--- begin Working data ---
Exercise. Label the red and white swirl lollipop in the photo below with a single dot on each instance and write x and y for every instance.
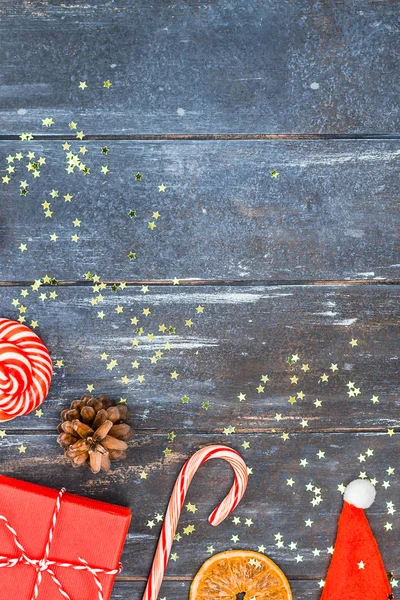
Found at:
(25, 370)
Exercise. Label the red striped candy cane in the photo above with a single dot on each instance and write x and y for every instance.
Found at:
(25, 370)
(176, 502)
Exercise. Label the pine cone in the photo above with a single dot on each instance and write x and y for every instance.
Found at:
(94, 431)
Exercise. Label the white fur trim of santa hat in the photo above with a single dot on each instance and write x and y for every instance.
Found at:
(360, 493)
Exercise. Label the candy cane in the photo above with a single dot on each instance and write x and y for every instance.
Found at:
(176, 502)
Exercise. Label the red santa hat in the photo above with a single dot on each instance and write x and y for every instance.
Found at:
(356, 571)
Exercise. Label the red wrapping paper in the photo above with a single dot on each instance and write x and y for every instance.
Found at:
(89, 529)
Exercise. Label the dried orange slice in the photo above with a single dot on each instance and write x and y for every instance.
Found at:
(240, 574)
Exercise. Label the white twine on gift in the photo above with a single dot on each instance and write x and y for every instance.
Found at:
(44, 565)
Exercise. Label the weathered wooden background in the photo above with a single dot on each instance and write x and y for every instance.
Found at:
(208, 99)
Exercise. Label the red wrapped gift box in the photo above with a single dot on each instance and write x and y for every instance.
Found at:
(63, 538)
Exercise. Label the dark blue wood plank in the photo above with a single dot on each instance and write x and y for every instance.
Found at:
(274, 506)
(215, 66)
(331, 213)
(243, 334)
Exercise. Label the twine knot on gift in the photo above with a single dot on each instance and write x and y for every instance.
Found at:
(44, 565)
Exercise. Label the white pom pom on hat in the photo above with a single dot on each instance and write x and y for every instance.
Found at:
(360, 493)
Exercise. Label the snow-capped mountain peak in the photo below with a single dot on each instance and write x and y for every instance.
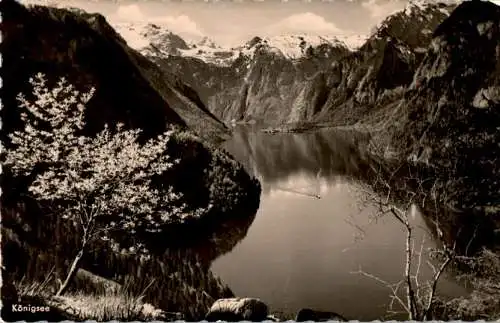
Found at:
(151, 38)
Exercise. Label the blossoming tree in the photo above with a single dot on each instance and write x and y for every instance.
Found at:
(101, 183)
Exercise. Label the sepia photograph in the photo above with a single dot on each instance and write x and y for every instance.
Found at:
(250, 160)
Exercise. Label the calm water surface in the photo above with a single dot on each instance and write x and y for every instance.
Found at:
(313, 229)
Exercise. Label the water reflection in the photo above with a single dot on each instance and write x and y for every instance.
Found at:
(301, 250)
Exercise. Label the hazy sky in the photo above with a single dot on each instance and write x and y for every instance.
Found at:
(233, 22)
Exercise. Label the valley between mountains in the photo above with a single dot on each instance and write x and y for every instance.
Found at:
(410, 113)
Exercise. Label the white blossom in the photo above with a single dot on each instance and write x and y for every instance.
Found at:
(108, 174)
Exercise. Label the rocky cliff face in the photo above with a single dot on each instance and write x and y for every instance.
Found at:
(131, 89)
(453, 107)
(88, 52)
(301, 78)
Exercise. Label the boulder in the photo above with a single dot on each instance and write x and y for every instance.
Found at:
(307, 314)
(238, 309)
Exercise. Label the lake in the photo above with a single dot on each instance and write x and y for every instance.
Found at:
(313, 229)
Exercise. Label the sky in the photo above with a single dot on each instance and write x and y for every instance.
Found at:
(233, 22)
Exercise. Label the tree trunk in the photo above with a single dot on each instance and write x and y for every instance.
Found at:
(409, 292)
(71, 272)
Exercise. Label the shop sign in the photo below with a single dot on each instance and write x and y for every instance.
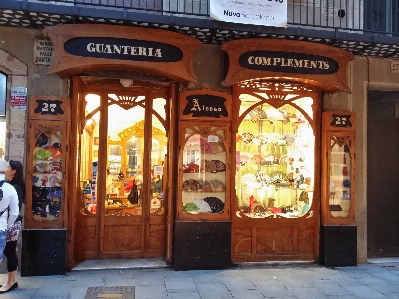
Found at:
--- end Working data ---
» **Goal**:
Rewrite all of the data above, replacing every "single dot" with "single point" and leaving everything else unchanged. Leave the pictures out of your answer.

» **Task output**:
Exercise. Label the red and white swirl lollipop in the photo below with a single point on each instance and write x and y for every instance.
Found at:
(25, 370)
Exercise. Label the red striped candy cane in the photo above with a single point on each instance and write x and y for every instance.
Found at:
(25, 370)
(176, 502)
Exercise. Label the pine cone in the photo above with a single point on each instance and write x and y for every instance.
Found at:
(94, 431)
Exercise. Label the white fur trim of santa hat in the photo above with a single point on each instance and write x and y for every instance.
Found at:
(360, 493)
Exercise. Label the candy cane in the photo above with a single point on each instance and write x and y for every instance.
Found at:
(176, 502)
Exercise. Label the red santa hat in the photo above with a single point on each instance and write x and y for every instance.
Found at:
(356, 571)
Exercise. Label the red wrapping paper in the photo above with a single point on each instance and write x and y for every instance.
Found at:
(89, 529)
Exercise. Label the dried orange slice in the photo above with a single point on each instance and write x and y for every instance.
Found at:
(240, 574)
Exercise. Label the white twine on gift in the photo above with a single point on each instance and write x and y for every instance.
Found at:
(44, 565)
Exercise. Label the weathered wooden background in the photo above with a single point on each instance and write x and y for every instance.
Found at:
(208, 99)
Exercise. Label the red wrapped gift box in the photo above with a single point on each instance and write x and y for every instance.
Found at:
(63, 538)
Exercise. Label the dark blue wood plank in the photo above with a single point on each instance and write x and y for every instance.
Found at:
(274, 506)
(215, 66)
(331, 213)
(243, 334)
Exercise. Label the twine knot on gift in the photo above with a single point on each instance and write x and y for every instance.
Found at:
(44, 565)
Exercise. Label the white pom pom on hat in the photo above with a single point on each instance and write x and y for every instance.
Found at:
(360, 493)
Exercise. Label the snow-capped mountain peak in the photo below with a single point on each instance and write x and y for every instance.
Found at:
(151, 38)
Exercise. Label the blossoming tree in the photo above with a single point on each instance and write x and y for every instance.
Found at:
(101, 183)
Exercise. Label the sepia photograph in the photo above with a single point on each instance and write x and y for every instance.
Found at:
(250, 160)
Exercise. Label the calm water surface in the photo above with a single point on each instance and write x and y for every instance.
Found at:
(313, 229)
Exercise. Label the water reflection in the photo above with a single point on each instance and write x and y for every instance.
Found at:
(301, 250)
Exercise. Label the hazy sky in the photo above with a single point on each instance and write x and y for every instance.
Found at:
(233, 22)
Exercise. Label the valley between mountains in the photo above with a single point on each instance and write x and y for every instance.
Found at:
(410, 113)
Exercise. Label the white blossom in the photo above with a single point on each instance and write x and y for every instance.
Found at:
(108, 174)
Exercise. Label the rocky cliff face in the photo above with a single point on each instance and write x and y for every instance.
Found at:
(131, 89)
(453, 107)
(88, 52)
(301, 78)
Exercise. Label the boulder in the photo above with a single point on each instance and write x and y for every instance.
Found at:
(307, 314)
(238, 309)
Exercise. Label the lake in the photo above with a single point on each instance and write x and y for every instance.
Found at:
(313, 229)
Exercise. Label the sky in the photo above with a single point on each instance and write x and y for every instance.
Found at:
(233, 22)
Exercise. Label the tree trunk in the photo above with a single point on each instance and write x and y for every instance.
Found at:
(409, 292)
(71, 272)
Exercise. Label the shop sign in the photo below with a single point on each instance and write x and y for every instance.
Found at:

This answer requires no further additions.